- Task to complete
Repeat all the data word for word.

[[ Data for the task, beginning ]]

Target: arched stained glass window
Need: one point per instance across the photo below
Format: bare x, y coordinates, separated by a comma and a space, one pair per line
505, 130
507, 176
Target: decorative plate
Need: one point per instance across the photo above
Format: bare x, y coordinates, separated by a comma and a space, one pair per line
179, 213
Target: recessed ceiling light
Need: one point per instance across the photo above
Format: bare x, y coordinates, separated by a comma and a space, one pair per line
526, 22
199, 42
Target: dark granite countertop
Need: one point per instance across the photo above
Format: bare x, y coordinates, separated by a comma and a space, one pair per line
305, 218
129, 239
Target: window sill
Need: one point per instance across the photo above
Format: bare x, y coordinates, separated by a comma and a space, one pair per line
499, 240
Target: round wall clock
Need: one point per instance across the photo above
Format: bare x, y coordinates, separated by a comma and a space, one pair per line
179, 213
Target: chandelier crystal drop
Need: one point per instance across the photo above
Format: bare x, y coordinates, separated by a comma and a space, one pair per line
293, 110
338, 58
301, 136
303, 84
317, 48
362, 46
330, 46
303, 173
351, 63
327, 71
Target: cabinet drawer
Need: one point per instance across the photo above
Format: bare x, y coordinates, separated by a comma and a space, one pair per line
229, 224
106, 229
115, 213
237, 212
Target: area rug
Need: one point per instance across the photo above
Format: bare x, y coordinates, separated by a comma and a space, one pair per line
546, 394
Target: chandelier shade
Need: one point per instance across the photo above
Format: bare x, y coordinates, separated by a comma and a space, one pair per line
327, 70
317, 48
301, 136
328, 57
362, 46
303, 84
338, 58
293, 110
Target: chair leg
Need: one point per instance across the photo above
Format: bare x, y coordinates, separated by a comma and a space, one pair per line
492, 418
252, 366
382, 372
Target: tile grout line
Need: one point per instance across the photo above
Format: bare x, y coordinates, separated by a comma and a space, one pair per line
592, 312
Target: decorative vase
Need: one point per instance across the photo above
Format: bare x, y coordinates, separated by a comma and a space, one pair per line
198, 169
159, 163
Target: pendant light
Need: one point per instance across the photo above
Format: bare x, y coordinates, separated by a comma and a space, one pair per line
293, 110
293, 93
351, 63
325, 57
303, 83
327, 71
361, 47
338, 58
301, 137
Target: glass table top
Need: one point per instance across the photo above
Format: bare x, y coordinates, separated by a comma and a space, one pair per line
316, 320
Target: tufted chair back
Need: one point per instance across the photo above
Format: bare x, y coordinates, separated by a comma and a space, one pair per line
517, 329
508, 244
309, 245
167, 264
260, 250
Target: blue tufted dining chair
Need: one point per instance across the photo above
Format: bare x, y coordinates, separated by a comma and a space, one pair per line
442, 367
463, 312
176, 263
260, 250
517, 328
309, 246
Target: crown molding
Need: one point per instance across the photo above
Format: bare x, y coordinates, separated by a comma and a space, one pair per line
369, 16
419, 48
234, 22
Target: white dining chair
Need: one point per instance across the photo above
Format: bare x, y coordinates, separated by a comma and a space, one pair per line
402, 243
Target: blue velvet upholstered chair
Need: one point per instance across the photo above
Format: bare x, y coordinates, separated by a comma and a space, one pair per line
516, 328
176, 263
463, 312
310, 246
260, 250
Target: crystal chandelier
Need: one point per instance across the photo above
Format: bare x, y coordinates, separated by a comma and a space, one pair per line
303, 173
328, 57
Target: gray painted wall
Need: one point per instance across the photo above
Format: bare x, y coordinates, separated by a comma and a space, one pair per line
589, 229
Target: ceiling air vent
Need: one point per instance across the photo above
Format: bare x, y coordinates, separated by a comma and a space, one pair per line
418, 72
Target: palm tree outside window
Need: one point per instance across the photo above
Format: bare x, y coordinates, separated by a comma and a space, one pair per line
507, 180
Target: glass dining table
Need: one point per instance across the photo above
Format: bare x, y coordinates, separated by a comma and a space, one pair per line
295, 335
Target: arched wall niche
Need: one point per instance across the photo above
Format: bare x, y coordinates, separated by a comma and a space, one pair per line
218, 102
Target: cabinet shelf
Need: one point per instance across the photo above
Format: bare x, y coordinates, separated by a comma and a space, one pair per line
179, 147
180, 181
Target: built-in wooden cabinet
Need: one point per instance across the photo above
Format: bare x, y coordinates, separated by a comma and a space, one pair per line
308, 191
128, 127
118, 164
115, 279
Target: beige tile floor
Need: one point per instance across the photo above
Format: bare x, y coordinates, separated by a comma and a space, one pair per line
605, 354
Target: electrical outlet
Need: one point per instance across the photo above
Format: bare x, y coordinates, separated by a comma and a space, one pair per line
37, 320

[[ Data for the task, end ]]

- Solution
Target: arched stained glass window
Need: one point per instance across the photo below
Format: bare x, y coordinates, separated by a comma and a space, one pair per line
505, 130
507, 176
Target: decorative plate
Need: one point per instance across the photo above
Format: bare x, y coordinates, separated by a comma and a space, one pair per line
179, 213
Target: recessed ceiling light
Need: one point per instance across the photo above
Format: bare x, y coordinates, separated by a comma and a space, one pair per line
526, 22
199, 42
Target: dark granite countertop
Need: one point per instance across the photo above
Format: bare x, y coordinates, separated by a comma and a space, one pair per line
305, 218
129, 239
Target: window sill
Need: one point per instance across the photo above
Format: bare x, y coordinates, separated by a comma and a space, one pair per line
499, 240
Target: round wall clock
Need: one point per instance across the photo above
Format: bare x, y coordinates, separated by a comma and a space, one pair per line
179, 213
Target: chandelier crystal drop
Need: one point per instance across the photo above
Format: bare x, y coordinates, separated by a comma and a space, one pair per line
293, 110
338, 58
301, 136
303, 84
317, 48
362, 46
330, 46
303, 173
351, 63
327, 71
Target: cabinet drawer
Need: one point per instance across the photo above
Format: bare x, y coordinates, separated by a comma and a space, one pair per line
229, 224
106, 229
115, 213
237, 212
Target: area rug
Need: one point per instance across the photo above
Format: bare x, y coordinates, separated by a comma and a space, one pair per line
546, 394
Target: chandelier shade
Need: one point per instance across the photo above
Format: bare x, y coordinates, separated by a comma and a space, one pair per line
327, 70
317, 48
301, 136
328, 57
362, 46
303, 84
338, 58
293, 110
Target: chair leg
Need: one point per instance across the photo above
Format: bare x, y coordinates, separated by a comma and a space, one pair per line
492, 418
252, 366
382, 372
Target: tile grout line
Need: one point per instance across the photo above
Format: bare x, y coordinates, separated by a comma and a space, one pair per line
592, 312
Target: decorative vase
Need: one point per instance across the photo above
Format: bare x, y coordinates, separated by a comma and a space, one pair per line
198, 169
159, 163
Target: pendant light
Need: one point per instance across the photo above
Format: bare x, y coordinates, separated by a comma and a space, one pair per line
293, 110
293, 93
351, 63
325, 57
303, 83
327, 71
361, 47
338, 58
301, 137
Target: glass table top
Need: one point per instance across the photo above
Format: bare x, y coordinates, separated by a comma and a space, one pair per line
316, 320
Target: tufted chair back
Need: one point per instance across the photo above
Format: bare x, y coordinates, separated by a comma and a space, one pair per line
517, 329
508, 244
309, 245
167, 264
260, 250
Target: blue tufted dining chair
Need: one point per instance across the photo above
Format: bare x, y coordinates, separated by a comma and a space, one pair per line
442, 367
463, 312
176, 263
260, 250
517, 328
309, 246
Target: crown molding
Need: one point per instance across the photo above
Format: bare x, y coordinates, separated by a comma and a space, one pair per line
369, 16
419, 48
234, 22
Target: white dining chair
Need: one point per instance across the photo above
Format: bare x, y coordinates, separated by a comma and a space, one pair per line
402, 243
Target: blue velvet upholstered chair
Need: one point per instance across the photo above
Format: bare x, y coordinates, separated by a comma and a space, one pair per line
516, 328
176, 263
463, 312
310, 246
260, 250
Target: crystal chandelier
Need: one point per instance across the photo above
Format: bare x, y coordinates, separated by a comma and a space, one pair per line
303, 173
328, 57
Target: gray painted wall
Need: one point per instance across the photo above
Format: bare x, y coordinates, separated by a comma and a space, one pair per line
589, 229
Target: ceiling air vent
Need: one point per instance across the photo above
Format: bare x, y coordinates, separated by a comma and a space, one pair per line
418, 72
Target: palm tree outside window
Need: one point per instance across the photo above
Format: bare x, y coordinates, separated by a comma and a space, one pair per line
507, 180
Target: glass dining table
Need: one point per instance across the photo above
Format: bare x, y coordinates, separated by a comma and a space, one pair per line
295, 335
Target: arched wall niche
Need: one point per instance across the photo above
Format: bare x, y coordinates, separated by a comma and a space, one pair per line
218, 102
Target: cabinet shelf
Need: one point per instance across the photo above
Format: bare x, y coordinates, separated by a comma and a space, one pair per line
179, 147
180, 181
Target: built-in wooden cabinet
Need: one point per instance across the photo above
Format: bare x, y coordinates, separated by a comma and a space, one pair per line
308, 191
128, 127
118, 164
115, 279
Target: beige tile floor
Need: one point per instance across the photo above
Format: bare x, y coordinates, separated by a comma and a space, one pair per line
605, 354
Target: electrical outlet
Need: one point per instance across the photo above
Format: bare x, y coordinates, separated by a comma and a space, one pair per line
37, 320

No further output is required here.